● Task details
Rewrite the data below with "sand footprint" changed to "footprint in the sand" and everything else left as it is. Leave the pictures out of your answer.

● Source data
_ _ _

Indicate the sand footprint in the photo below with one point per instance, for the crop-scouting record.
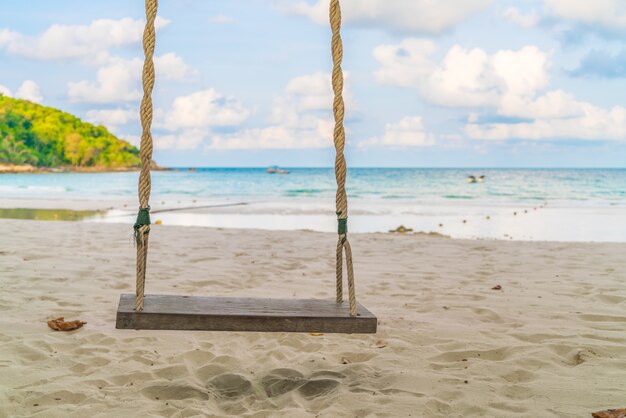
(230, 385)
(281, 381)
(317, 387)
(174, 391)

_ _ _

● Output of the task
Indicate the footprint in the sand in the photo below with one point per instance, for the crop-scouting record.
(230, 385)
(281, 381)
(317, 387)
(174, 391)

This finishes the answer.